- _SOURCE DATA_:
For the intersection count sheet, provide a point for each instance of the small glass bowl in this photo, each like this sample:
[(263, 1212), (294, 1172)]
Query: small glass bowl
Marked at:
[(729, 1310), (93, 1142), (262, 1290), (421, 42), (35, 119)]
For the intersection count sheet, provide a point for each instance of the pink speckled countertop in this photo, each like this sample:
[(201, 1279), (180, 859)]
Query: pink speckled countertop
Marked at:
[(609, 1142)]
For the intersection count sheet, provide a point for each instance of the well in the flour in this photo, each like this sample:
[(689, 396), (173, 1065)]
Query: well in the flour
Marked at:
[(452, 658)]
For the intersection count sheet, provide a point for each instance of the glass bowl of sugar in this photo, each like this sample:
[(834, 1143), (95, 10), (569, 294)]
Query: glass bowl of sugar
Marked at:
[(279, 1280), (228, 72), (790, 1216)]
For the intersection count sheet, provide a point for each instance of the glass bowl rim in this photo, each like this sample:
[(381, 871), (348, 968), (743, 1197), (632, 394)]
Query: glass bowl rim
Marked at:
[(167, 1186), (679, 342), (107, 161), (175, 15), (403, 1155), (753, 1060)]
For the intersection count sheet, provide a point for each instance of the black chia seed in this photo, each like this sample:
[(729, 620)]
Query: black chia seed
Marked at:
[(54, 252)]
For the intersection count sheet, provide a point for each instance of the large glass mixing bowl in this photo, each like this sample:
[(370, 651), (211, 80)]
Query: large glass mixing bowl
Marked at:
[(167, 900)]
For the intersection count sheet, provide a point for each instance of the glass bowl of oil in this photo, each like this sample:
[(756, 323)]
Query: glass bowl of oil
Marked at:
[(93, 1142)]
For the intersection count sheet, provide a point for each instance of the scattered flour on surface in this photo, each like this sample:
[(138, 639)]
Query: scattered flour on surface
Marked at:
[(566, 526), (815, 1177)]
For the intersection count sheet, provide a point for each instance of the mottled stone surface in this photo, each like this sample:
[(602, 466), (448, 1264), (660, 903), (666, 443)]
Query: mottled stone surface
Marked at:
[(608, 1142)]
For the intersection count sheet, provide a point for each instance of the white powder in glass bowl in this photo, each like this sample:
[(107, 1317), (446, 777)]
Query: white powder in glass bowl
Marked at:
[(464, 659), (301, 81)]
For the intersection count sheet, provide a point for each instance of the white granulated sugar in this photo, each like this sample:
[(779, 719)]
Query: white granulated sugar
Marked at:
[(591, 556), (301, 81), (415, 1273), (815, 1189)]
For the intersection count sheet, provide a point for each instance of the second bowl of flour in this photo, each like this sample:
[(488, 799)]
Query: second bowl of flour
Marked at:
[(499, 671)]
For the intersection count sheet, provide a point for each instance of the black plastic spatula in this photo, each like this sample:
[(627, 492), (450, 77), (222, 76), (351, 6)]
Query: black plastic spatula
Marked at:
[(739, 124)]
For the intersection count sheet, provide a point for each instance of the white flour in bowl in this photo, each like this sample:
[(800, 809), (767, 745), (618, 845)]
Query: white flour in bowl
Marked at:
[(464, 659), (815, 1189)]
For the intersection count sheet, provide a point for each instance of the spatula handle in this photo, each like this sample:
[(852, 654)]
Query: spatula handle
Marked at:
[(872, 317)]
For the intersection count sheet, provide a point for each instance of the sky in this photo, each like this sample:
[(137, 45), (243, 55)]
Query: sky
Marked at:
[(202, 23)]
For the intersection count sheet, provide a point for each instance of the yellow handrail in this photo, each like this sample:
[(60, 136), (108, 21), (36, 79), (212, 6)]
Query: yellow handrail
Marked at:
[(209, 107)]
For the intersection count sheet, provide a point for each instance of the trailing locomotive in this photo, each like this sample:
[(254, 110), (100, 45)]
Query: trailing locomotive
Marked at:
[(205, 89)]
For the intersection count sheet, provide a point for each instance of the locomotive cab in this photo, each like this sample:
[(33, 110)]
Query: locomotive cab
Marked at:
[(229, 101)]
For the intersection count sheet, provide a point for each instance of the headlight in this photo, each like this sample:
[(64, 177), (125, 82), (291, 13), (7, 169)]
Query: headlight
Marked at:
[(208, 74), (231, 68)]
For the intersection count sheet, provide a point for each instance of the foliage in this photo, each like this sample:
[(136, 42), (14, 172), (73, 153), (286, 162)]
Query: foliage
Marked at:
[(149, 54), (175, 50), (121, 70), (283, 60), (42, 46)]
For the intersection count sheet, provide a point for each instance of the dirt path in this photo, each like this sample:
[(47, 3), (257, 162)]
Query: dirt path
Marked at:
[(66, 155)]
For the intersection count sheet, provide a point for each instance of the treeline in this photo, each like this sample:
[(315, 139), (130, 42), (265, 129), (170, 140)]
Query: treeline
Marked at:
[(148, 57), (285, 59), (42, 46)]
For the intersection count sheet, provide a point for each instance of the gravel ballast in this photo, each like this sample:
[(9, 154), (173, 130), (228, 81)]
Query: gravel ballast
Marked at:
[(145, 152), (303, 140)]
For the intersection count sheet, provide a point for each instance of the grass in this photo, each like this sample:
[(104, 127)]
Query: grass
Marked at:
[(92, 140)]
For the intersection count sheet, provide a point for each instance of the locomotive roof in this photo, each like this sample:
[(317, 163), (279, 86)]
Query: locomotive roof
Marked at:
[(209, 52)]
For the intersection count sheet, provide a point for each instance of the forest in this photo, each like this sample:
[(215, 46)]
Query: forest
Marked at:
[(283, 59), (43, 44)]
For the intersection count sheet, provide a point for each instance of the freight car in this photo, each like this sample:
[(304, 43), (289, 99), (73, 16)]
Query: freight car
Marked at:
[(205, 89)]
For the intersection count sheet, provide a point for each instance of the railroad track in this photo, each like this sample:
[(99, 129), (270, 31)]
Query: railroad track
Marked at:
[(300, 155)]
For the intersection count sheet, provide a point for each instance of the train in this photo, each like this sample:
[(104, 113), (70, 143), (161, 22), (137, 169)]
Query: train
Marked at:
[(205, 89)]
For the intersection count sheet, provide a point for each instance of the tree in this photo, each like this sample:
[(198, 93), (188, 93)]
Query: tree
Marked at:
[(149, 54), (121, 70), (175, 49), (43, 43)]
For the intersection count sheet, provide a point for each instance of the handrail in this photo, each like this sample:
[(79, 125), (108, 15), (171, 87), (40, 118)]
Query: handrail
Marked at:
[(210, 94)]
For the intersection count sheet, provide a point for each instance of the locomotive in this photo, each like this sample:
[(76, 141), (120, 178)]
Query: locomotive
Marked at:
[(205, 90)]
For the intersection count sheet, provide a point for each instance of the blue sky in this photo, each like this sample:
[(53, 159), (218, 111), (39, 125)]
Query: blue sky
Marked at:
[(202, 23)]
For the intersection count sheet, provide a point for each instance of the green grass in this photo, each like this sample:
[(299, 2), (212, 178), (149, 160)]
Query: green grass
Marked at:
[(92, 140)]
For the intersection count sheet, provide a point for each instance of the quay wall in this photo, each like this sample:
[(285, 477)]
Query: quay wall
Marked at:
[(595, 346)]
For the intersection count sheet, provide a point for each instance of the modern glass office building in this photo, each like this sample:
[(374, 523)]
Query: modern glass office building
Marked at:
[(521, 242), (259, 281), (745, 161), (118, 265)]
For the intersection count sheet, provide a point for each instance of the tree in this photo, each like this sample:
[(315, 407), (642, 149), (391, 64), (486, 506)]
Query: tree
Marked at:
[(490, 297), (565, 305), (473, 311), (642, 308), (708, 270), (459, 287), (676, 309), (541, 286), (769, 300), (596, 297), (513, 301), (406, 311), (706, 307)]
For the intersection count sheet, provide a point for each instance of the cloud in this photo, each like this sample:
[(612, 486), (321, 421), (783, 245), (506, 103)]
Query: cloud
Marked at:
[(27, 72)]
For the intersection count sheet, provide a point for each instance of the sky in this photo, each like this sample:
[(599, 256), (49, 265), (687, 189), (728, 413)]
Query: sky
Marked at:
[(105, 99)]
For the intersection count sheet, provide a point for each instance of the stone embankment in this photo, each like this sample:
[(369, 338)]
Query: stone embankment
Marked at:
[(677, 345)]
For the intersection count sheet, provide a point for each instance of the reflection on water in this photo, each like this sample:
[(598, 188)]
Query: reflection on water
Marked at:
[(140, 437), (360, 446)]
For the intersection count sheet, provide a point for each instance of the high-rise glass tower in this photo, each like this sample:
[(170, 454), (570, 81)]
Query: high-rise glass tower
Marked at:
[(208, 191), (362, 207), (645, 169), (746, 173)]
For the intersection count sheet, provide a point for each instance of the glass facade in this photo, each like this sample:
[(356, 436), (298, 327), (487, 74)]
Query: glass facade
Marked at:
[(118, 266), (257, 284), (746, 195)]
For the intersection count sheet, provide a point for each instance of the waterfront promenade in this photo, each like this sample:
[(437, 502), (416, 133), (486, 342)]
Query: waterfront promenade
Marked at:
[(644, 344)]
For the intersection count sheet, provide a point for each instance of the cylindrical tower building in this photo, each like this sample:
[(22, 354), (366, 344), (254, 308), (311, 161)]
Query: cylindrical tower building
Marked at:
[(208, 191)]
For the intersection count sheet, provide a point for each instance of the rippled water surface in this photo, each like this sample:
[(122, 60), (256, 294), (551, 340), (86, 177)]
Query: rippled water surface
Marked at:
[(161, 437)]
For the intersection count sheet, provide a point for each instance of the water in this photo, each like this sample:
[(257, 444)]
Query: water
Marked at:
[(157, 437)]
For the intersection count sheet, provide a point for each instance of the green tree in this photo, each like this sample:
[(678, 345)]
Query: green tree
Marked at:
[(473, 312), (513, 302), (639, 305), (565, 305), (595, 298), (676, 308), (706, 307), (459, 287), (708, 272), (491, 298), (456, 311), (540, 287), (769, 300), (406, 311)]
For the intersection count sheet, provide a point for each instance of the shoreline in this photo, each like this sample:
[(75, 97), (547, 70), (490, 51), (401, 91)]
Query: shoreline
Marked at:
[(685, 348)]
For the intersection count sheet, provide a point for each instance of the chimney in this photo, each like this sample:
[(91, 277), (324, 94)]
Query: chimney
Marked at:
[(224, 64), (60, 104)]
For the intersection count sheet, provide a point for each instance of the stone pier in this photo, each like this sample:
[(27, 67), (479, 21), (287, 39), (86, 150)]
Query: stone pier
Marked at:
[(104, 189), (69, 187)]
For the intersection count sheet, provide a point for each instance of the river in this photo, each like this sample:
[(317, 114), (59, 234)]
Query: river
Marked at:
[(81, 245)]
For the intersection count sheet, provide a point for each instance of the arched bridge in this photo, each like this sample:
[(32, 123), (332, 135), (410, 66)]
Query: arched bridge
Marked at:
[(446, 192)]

- _WORK REQUEST_:
Search the records above for the string "roof". Report each line that has it.

- _SOLUTION FOR THIS PROBLEM_:
For the intersection count sheet, provide a point for each instance of the locomotive roof in this photo, each like this sample:
Query: locomotive roof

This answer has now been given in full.